Required task:
Copy word for word the stretch of the rows below from the line containing "identify each small" through the line containing "top-left (112, 51), bottom-right (128, 70)", with both of those lines included. Give nothing else.

--------

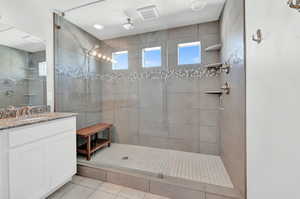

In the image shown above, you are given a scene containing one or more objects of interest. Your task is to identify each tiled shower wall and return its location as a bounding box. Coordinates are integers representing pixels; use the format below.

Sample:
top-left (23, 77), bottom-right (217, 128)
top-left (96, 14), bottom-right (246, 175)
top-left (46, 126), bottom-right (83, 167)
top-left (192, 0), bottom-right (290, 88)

top-left (55, 15), bottom-right (220, 154)
top-left (28, 51), bottom-right (47, 105)
top-left (220, 0), bottom-right (246, 195)
top-left (101, 22), bottom-right (220, 154)
top-left (0, 45), bottom-right (45, 108)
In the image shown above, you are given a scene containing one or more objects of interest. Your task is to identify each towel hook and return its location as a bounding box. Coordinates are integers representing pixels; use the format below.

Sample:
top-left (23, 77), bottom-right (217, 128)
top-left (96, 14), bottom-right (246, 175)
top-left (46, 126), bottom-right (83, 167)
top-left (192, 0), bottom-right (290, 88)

top-left (252, 29), bottom-right (262, 44)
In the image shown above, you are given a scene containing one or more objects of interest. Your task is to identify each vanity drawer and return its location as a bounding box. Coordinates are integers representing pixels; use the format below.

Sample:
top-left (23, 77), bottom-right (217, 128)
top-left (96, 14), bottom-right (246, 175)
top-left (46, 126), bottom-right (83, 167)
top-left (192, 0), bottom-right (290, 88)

top-left (8, 117), bottom-right (76, 147)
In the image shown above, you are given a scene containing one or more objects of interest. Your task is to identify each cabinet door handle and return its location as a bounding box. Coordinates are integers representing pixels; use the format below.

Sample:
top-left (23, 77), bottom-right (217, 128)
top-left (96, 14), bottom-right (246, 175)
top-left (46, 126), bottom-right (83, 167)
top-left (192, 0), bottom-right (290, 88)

top-left (252, 29), bottom-right (262, 44)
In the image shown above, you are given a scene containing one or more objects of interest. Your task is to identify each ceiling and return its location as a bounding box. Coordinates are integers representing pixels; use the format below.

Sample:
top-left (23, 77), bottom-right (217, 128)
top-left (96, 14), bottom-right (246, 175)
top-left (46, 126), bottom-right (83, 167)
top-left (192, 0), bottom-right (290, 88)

top-left (0, 23), bottom-right (45, 53)
top-left (62, 0), bottom-right (225, 40)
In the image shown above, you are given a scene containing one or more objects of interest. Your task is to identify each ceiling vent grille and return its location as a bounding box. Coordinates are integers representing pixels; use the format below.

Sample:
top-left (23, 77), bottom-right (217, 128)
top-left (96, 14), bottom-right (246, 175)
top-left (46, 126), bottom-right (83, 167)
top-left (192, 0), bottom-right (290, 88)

top-left (137, 5), bottom-right (159, 21)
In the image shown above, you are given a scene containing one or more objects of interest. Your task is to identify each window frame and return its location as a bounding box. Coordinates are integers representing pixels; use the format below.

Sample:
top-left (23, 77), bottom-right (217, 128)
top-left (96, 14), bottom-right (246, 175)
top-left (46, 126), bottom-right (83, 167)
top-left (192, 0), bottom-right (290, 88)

top-left (177, 41), bottom-right (202, 66)
top-left (142, 46), bottom-right (163, 68)
top-left (111, 50), bottom-right (129, 70)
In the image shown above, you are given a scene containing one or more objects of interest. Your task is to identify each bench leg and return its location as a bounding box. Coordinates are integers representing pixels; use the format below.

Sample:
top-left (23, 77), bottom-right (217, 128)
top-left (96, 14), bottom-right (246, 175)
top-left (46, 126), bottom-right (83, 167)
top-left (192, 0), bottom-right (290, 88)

top-left (86, 136), bottom-right (91, 160)
top-left (107, 128), bottom-right (112, 147)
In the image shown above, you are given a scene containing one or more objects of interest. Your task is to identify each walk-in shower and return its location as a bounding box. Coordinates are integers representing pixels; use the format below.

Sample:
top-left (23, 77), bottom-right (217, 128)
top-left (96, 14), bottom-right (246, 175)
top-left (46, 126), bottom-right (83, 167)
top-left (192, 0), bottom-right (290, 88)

top-left (55, 0), bottom-right (245, 198)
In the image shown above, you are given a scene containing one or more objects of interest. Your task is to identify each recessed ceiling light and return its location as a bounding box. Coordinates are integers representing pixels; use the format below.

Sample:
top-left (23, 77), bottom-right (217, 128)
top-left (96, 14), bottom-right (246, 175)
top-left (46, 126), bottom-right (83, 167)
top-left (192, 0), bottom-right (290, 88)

top-left (191, 0), bottom-right (207, 11)
top-left (94, 24), bottom-right (104, 30)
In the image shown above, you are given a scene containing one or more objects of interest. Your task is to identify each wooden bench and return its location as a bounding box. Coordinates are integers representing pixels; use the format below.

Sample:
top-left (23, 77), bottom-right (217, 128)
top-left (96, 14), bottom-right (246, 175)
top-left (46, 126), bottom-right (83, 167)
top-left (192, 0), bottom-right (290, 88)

top-left (77, 123), bottom-right (113, 160)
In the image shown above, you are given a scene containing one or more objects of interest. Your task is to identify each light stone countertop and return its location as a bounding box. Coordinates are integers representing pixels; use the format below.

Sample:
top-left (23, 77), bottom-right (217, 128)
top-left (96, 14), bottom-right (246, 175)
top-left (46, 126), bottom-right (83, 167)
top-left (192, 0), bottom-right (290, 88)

top-left (0, 112), bottom-right (77, 133)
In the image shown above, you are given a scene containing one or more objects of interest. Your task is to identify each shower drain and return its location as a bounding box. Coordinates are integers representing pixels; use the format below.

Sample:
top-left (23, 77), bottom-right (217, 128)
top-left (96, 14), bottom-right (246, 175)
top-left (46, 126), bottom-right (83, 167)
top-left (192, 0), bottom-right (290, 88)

top-left (122, 156), bottom-right (129, 160)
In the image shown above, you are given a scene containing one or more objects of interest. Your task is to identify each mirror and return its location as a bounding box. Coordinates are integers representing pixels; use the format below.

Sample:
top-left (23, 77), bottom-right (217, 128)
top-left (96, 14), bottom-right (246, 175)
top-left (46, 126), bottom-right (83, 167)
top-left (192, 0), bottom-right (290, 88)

top-left (0, 23), bottom-right (47, 108)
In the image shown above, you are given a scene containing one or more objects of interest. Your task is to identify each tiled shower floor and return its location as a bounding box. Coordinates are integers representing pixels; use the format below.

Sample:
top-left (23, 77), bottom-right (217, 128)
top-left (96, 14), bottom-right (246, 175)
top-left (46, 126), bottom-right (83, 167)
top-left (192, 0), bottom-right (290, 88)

top-left (78, 144), bottom-right (233, 188)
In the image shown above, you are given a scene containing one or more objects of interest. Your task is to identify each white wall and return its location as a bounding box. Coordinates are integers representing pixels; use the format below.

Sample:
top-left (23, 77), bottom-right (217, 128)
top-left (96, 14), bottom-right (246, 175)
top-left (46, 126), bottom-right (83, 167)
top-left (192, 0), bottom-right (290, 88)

top-left (0, 0), bottom-right (54, 108)
top-left (246, 0), bottom-right (300, 199)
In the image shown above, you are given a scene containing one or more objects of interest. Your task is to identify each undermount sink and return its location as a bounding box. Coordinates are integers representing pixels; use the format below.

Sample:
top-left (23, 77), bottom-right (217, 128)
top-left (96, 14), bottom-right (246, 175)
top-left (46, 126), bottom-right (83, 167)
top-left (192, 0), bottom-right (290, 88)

top-left (19, 117), bottom-right (46, 121)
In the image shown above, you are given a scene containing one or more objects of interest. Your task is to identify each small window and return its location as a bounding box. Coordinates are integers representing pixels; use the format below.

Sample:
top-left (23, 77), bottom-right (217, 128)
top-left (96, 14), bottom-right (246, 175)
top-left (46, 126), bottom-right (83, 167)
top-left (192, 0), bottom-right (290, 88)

top-left (143, 47), bottom-right (161, 68)
top-left (112, 51), bottom-right (128, 70)
top-left (178, 41), bottom-right (201, 65)
top-left (39, 62), bottom-right (47, 76)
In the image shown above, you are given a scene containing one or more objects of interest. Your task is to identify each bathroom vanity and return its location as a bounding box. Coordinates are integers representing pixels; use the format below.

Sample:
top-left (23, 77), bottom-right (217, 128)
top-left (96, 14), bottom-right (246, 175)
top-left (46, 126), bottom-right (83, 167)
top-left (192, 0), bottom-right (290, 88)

top-left (0, 113), bottom-right (76, 199)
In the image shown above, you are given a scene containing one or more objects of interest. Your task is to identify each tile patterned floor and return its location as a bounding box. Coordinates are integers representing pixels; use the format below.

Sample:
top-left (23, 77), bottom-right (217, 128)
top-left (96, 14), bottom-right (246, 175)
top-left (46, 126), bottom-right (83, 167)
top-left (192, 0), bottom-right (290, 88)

top-left (78, 143), bottom-right (233, 188)
top-left (47, 176), bottom-right (169, 199)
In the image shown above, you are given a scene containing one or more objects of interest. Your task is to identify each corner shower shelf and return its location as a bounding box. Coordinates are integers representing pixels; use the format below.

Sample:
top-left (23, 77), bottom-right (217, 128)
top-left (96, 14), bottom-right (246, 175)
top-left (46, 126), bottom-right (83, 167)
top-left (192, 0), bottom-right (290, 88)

top-left (24, 93), bottom-right (36, 97)
top-left (24, 77), bottom-right (37, 81)
top-left (205, 44), bottom-right (222, 52)
top-left (24, 67), bottom-right (37, 71)
top-left (204, 63), bottom-right (223, 69)
top-left (204, 90), bottom-right (223, 95)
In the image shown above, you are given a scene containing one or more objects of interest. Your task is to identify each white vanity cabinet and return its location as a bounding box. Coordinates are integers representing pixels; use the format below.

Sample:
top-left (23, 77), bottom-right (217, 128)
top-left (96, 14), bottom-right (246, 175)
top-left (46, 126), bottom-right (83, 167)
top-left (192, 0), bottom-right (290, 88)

top-left (0, 117), bottom-right (76, 199)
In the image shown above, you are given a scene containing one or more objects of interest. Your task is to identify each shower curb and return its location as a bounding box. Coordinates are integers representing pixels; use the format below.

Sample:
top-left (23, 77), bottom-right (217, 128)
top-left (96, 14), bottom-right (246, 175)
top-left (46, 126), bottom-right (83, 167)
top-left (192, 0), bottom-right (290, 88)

top-left (77, 163), bottom-right (244, 199)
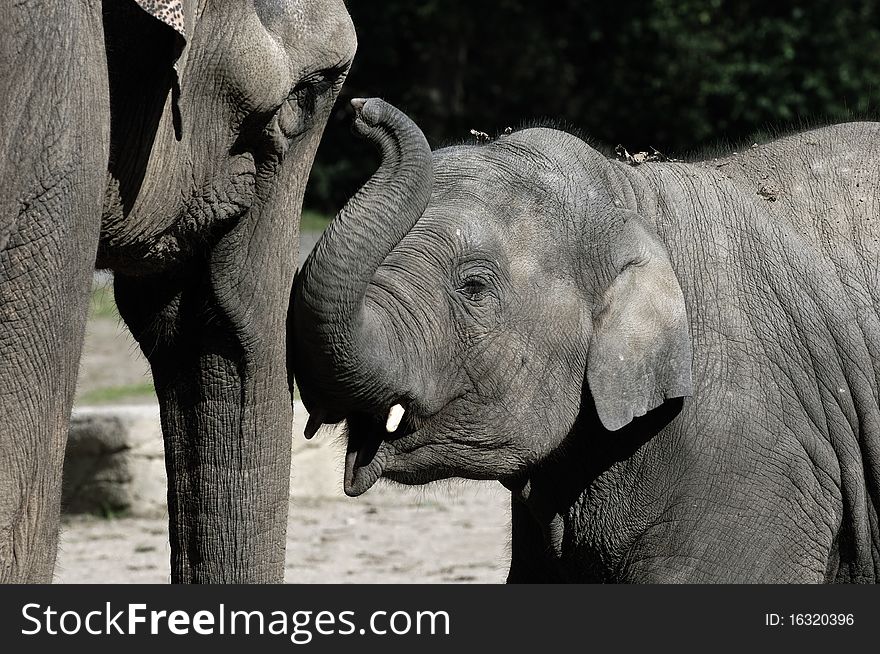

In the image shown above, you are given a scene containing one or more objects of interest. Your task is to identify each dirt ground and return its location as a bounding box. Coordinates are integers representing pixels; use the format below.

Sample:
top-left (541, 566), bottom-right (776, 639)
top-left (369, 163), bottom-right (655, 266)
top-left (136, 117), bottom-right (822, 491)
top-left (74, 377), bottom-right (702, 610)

top-left (62, 256), bottom-right (510, 583)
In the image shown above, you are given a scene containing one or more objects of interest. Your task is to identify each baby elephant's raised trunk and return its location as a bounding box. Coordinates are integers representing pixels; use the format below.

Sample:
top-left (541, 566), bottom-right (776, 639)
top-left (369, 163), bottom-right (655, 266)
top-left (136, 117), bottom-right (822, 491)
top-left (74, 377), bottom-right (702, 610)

top-left (288, 98), bottom-right (433, 429)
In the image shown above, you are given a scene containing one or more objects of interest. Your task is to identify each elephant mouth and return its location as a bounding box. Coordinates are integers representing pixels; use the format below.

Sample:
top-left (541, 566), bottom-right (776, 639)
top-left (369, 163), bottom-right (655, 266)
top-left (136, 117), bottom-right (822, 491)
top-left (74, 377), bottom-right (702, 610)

top-left (343, 409), bottom-right (434, 497)
top-left (342, 415), bottom-right (385, 497)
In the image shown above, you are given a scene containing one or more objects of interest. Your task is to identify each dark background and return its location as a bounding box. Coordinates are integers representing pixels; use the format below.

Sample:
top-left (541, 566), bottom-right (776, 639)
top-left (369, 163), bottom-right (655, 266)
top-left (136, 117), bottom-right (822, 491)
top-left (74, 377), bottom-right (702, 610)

top-left (305, 0), bottom-right (880, 215)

--------

Result of the task:
In the image shown above, you are given a scene containing one or more objects of interest. Your task is to identify each small window and return its location as a bounding box. Coordinates are integers representing pixels; use the format below.

Sample:
top-left (23, 77), bottom-right (217, 128)
top-left (96, 14), bottom-right (246, 175)
top-left (46, 126), bottom-right (83, 167)
top-left (192, 0), bottom-right (290, 88)

top-left (143, 47), bottom-right (161, 68)
top-left (112, 51), bottom-right (128, 70)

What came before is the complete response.